WHAT YOU WILL DO |
Count the lines in the data below that contain the string "boot", treating uppercase and lowercase as different, and reply with only that number.
-------- DATA EXCERPTS
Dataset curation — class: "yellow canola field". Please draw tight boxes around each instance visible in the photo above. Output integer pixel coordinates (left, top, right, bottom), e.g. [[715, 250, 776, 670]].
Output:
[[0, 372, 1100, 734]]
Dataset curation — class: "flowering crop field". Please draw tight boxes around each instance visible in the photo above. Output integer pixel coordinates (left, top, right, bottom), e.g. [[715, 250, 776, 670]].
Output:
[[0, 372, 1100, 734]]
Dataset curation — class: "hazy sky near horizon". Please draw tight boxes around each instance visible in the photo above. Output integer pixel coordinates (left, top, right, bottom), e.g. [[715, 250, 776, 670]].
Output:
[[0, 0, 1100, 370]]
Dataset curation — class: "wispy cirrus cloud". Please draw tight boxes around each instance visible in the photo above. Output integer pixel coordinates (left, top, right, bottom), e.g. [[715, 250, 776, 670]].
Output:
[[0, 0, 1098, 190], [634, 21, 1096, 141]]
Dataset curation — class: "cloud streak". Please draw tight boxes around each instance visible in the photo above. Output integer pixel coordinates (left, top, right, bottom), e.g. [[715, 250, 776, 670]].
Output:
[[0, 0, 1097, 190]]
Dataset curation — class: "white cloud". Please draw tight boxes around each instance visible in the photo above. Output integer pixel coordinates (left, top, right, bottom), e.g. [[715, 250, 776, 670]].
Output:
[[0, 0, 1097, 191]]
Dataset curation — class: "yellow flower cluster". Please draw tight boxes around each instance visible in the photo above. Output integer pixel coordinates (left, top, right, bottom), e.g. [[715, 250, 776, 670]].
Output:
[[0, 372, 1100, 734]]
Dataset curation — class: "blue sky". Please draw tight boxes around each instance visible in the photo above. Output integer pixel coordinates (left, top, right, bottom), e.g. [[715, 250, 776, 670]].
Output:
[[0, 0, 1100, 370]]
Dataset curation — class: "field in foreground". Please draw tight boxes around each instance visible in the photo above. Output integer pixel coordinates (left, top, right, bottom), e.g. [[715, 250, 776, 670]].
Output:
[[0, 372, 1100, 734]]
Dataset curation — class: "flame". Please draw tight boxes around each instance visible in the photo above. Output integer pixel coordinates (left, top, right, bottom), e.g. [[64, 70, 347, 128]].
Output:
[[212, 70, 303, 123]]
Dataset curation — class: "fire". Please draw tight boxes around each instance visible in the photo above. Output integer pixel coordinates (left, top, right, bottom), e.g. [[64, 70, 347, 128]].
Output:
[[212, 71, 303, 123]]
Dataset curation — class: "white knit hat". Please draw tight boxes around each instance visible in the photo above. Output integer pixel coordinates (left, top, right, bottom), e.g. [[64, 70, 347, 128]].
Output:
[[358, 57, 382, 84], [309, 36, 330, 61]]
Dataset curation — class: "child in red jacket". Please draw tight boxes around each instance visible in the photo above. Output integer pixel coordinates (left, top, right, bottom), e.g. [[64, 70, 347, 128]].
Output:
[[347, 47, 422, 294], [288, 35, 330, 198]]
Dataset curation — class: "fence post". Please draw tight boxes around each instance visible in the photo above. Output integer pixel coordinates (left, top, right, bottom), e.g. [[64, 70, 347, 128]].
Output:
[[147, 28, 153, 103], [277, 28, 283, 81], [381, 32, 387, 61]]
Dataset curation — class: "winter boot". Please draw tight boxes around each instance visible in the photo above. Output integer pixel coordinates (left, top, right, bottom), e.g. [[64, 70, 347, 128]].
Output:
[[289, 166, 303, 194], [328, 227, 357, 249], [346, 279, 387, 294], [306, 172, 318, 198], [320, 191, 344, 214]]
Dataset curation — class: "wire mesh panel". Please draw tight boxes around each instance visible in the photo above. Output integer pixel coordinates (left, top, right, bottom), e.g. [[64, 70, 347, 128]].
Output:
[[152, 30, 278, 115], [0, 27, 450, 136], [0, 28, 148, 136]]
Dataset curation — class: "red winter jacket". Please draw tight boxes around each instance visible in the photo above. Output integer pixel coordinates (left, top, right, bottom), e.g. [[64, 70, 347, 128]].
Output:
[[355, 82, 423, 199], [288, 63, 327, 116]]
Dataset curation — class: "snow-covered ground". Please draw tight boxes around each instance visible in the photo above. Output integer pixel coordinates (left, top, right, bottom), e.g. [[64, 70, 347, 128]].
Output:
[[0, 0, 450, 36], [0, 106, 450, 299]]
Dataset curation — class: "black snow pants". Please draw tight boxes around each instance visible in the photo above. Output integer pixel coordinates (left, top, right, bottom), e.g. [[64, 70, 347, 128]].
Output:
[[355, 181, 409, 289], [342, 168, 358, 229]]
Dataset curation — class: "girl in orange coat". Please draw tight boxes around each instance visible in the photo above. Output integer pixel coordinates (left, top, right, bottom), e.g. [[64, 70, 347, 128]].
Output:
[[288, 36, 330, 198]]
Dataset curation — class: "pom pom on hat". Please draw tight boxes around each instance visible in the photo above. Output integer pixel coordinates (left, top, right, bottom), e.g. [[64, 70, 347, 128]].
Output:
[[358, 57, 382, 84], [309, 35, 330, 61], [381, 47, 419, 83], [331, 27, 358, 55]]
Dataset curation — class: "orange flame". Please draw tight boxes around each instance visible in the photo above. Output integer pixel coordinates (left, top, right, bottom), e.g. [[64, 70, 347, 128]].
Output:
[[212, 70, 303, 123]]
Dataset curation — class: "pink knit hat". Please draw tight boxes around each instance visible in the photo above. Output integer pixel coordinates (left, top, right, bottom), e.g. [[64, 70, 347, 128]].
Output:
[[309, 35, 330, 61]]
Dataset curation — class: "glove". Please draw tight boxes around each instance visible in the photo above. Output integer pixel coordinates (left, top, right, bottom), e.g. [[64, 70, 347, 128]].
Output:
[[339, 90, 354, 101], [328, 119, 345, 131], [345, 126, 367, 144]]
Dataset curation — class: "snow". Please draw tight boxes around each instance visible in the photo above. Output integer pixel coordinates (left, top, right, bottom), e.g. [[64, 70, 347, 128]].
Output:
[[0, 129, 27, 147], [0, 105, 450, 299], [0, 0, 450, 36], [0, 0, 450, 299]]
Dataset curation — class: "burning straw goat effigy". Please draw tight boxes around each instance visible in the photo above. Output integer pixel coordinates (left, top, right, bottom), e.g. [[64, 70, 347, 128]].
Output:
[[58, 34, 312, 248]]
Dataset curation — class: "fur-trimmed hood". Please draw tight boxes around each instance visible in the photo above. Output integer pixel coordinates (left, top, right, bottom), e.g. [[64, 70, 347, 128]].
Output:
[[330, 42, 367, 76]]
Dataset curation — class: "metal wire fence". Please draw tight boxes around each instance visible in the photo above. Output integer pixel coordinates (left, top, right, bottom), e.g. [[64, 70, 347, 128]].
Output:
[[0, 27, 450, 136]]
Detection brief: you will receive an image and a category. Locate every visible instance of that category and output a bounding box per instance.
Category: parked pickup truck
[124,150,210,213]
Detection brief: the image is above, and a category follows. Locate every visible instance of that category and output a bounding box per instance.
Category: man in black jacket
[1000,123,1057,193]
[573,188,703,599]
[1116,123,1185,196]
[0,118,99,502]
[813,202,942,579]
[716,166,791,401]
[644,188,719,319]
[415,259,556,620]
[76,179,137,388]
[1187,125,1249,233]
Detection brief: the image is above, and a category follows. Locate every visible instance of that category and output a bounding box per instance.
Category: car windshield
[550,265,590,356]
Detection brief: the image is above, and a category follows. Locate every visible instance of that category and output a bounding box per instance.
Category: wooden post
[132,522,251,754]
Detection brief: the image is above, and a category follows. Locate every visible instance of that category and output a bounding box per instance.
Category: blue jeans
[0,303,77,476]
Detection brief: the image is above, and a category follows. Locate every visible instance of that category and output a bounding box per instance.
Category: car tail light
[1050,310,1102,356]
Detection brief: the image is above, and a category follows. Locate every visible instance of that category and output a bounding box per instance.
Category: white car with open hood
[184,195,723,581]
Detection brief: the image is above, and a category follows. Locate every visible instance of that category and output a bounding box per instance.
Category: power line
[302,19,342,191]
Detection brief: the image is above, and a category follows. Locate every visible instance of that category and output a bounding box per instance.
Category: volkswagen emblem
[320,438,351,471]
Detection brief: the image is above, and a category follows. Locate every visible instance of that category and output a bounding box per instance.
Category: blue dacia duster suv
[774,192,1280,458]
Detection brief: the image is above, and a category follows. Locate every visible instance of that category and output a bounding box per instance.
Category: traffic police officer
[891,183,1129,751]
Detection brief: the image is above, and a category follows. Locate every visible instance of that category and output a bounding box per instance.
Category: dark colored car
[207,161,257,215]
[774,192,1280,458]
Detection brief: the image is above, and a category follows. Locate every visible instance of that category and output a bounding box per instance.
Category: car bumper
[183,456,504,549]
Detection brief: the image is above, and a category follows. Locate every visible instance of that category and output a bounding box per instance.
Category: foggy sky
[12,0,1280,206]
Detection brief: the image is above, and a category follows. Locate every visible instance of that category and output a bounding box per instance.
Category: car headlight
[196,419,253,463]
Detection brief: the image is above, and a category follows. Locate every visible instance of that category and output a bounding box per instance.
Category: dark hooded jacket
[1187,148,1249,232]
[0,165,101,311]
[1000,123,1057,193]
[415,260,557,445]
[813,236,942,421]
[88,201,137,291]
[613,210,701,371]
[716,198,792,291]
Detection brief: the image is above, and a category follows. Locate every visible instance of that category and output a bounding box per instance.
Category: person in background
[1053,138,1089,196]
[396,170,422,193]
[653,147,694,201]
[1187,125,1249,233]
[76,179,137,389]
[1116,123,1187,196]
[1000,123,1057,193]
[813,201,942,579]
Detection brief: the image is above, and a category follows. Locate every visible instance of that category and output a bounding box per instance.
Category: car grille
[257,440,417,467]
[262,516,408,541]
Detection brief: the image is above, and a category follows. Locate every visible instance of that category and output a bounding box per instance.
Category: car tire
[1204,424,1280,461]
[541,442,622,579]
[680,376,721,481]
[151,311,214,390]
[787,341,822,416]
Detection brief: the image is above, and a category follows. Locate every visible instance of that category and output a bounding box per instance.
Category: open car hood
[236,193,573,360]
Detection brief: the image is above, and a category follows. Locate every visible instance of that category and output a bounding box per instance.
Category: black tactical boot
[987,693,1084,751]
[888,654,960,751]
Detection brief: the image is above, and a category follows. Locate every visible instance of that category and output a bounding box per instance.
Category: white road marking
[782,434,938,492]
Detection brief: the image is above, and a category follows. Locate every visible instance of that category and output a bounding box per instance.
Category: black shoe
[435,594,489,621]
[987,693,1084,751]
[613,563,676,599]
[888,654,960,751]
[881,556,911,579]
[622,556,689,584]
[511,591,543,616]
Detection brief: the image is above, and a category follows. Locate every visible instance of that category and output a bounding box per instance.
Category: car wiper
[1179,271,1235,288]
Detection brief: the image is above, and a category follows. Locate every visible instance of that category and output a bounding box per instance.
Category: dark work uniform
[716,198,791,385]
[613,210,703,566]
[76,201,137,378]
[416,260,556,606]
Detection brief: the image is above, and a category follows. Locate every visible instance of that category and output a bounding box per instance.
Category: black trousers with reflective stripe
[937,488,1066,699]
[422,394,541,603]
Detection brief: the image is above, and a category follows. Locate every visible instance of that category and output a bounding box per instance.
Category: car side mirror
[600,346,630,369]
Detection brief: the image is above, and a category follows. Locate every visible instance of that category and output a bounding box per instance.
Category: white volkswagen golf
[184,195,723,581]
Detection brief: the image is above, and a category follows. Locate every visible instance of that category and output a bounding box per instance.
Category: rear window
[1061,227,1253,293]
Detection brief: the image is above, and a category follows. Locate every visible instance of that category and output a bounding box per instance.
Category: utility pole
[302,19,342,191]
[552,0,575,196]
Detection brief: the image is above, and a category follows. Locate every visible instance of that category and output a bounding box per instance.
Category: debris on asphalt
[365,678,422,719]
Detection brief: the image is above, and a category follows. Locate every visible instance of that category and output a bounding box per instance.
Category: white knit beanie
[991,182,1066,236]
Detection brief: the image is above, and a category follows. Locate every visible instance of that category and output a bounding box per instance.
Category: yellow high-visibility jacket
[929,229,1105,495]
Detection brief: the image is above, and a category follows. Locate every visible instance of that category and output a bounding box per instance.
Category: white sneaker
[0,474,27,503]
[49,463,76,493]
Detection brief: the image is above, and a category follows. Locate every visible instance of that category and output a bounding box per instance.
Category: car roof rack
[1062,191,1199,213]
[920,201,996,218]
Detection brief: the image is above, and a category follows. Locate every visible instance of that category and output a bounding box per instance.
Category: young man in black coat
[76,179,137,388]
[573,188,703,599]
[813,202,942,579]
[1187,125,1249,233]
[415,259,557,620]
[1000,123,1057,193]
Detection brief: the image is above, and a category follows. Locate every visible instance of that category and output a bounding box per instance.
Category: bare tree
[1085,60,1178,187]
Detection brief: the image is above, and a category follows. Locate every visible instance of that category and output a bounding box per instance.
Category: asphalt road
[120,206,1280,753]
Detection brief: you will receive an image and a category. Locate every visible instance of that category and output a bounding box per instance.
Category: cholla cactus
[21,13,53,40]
----------------
REPLY |
2